- [ASSIGNMENT A]:
Answer these questions from the AI SDK post, one per line:
(i) How many product descriptions does the writer give as an example of an overnight batch job?
(ii) What does the SDK give you at the end of a stream?
(iii) How much time should you budget for rewriting prompts?
- [ASSIGNMENT B]: Summarize the AI SDK post in two sentences.
- [ASSIGNMENT C]:
Do these statements agree with the AI SDK post? Answer yes or no for each and quote the words that decide it.
(i) The writer uses the AI SDK for every job.
(ii) The SDK works with Anthropic and Google through adapters.
(iii) The writer recommends porting prompts verbatim.

- [READING PASSAGE]:
• • •

The m.parts array is the big shift. A message is now a list of parts, not a single string. Text parts. Tool-invocation parts. Reasoning parts for models that emit them. Step-start and step-end markers. You render what you want and ignore what you don’t.

That sounds fussy until you use it. It’s what lets you show a “Looking up docs…” card while a tool is running, swap it for the result when it returns, and continue streaming the model’s reply below it. No coordination code on my end. I’d been faking that with custom SSE events and ref-based state, and all of that got deleted.

Where I still reach for the raw SDK

I don’t use the AI SDK for everything. Two cases where I still open openai directly:

Batch jobs that don’t need streaming. If I’m generating 5,000 product descriptions overnight, the raw SDK with a simple concurrency wrapper is cheaper on my attention. No streaming, no tool calls, no UI. The abstractions don’t earn their keep.

Tight token accounting. The SDK gives you usage at the end of a stream. If I need per-message billing accounting and I’m doing odd prompt-caching tricks on the vendor side, reading raw completion chunks is easier than fighting the wrapper.

The other thing worth knowing: the SDK is provider-agnostic in name but OpenAI-shaped in practice. It works fine with Anthropic, Google, and others via their adapters, but a tool-heavy app assumes the provider supports OpenAI-style function calling. If you’re targeting a model that doesn’t, read the adapter docs carefully before you bet your roadmap on it.

I build a lot of small internal tools around this stack. You can see a few of them in my work. For anything chat-shaped I default to v5 now. For everything else, I still pick the simplest thing that works.

What I’d do this weekend if I were you

If you already have a Next.js chat app on the raw OpenAI SDK, spend Saturday doing this migration on a branch. You don’t have to commit to anything. Install ai and @ai-sdk/openai, rewrite your route with streamText, move your tools into tool({ parameters: z.object(...) }), and swap your client for useChat. Run it against your existing tests.

If the rewrite feels like it’s saving you code, merge it. If it’s not, you’ve learned something real about where the abstraction earns its keep for your app. I wasn’t sure either until I saw my own diff.

One last thing: don’t port your prompts verbatim. The SDK sends a slightly different system-message shape, and prompts that leaned on quirks in the raw API often need a light rewrite. Budget an hour for that and you’ll save yourself a confused afternoon.

• • •

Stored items
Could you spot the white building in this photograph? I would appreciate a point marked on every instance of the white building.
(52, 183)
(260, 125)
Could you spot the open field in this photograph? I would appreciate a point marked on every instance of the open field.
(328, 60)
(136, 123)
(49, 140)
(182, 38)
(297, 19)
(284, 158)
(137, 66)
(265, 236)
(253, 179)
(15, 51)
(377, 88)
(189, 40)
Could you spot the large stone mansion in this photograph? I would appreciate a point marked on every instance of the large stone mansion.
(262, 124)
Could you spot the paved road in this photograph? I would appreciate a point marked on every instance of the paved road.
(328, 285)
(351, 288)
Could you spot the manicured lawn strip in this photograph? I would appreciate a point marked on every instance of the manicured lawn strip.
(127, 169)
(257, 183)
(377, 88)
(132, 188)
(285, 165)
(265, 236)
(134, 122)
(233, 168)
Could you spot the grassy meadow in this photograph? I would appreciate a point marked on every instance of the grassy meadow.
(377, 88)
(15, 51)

• • •

- [EXERCISE RESPONSE A]:
(i) 5,000
(ii) Usage
(iii) An hour

- [EXERCISE RESPONSE B]: In v5, a message is a list of parts rather than a single string, which lets the writer show a tool's progress, replace it with the result, and keep streaming the reply without coordination code. The writer still uses the raw OpenAI SDK for batch jobs and tight token accounting, and suggests trying the migration on a branch and keeping it only if it saves code.

- [EXERCISE RESPONSE C]:
(i) No: "I don’t use the AI SDK for everything."
(ii) Yes: "It works fine with Anthropic, Google, and others via their adapters"
(iii) No: "don’t port your prompts verbatim."